### [Extract]
=-=-=

Submitted by Columbia Basin Trust

Located close to Mount Robson and Jasper National Park, and a destination in its own right, the Village of Valemount is often on the route for tourists. With many overnight tours arriving weekly during busy peak seasons, tourists have a greater impact on peak water use in Valemount than the Village’s own 1018 residents.

There are two tourist seasons in Valemount: June to September, when traffic passes through on its way to or from the Rocky Mountains; and December to March, when winter adventurers descend on the Village to take advantage of nearby snowmobiling terrain.

“What we learned from Valemount’s data is that looks can be deceiving,” said Meredith Hamstead, Water Smart Coordinator. “At first, the data appears to show that peak water demand is caused by summer irrigation, but when you consider the number of hotel stays, a whole new picture of water use emerges and guides a more appropriate water conservation strategy.”

In an effort to understand the effects of tourism on Valemount’s water use, the Village hired a Water Smart Ambassador. Throughout summer 2013, the Ambassador inventoried water-using fixtures in 12 hotels. The results showed that hotels without low-flow fixtures used up to eight times more water than those with low-flow fixtures, and that as much as 2.5 million litres of water could be saved annually by replacing outdated and inefficient toilets with low-flow models in all hotels. Even more water could be conserved if faucet aerators and low-flow shower heads were installed.

=-=-=

### [Available data]
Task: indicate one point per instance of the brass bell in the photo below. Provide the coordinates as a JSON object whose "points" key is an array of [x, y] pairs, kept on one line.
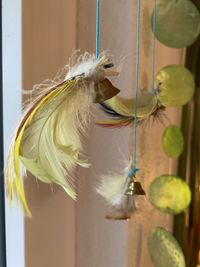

=-=-=

### [Set problem 1]
Duplicate the passage of the Valemount water-use text from "Located close to" up to and including "own 1018 residents.".
### [Set problem 2]
Pick up the Valemount water-use text after its final sentence and continue it.

### [Result 1]
Located close to Mount Robson and Jasper National Park, and a destination in its own right, the Village of Valemount is often on the route for tourists. With many overnight tours arriving weekly during busy peak seasons, tourists have a greater impact on peak water use in Valemount than the Village’s own 1018 residents.

### [Result 2]
This information suggests a number of possible scenarios. For example, the Village might consider a low-flow toilet rebate program, or could speak with hotel owners about other incentives that might get them to switch out their toilets.

This case study demonstrates that there is no such thing as a one-size-fits-all water conservation strategy. Every community needs to first understand when, how, and by whom water is being used, and then choose water conservation strategies that specifically address those uses and users.

The Water Smart Ambassador Program is partially funded by Columbia Basin Trust. The Columbia Basin Water Smart Initiative (Water Smart) is a regional water conservation initiative that provides support to participating regional districts, municipalities and First Nations to assess and address their local water conservation needs and plan for the most locally effective actions to reduce community-wide water consumption. Water Smart is working to achieve a 20 per cent reduction in gross community water consumption among participating communities by 2015. Learn more on Water Smart’s website.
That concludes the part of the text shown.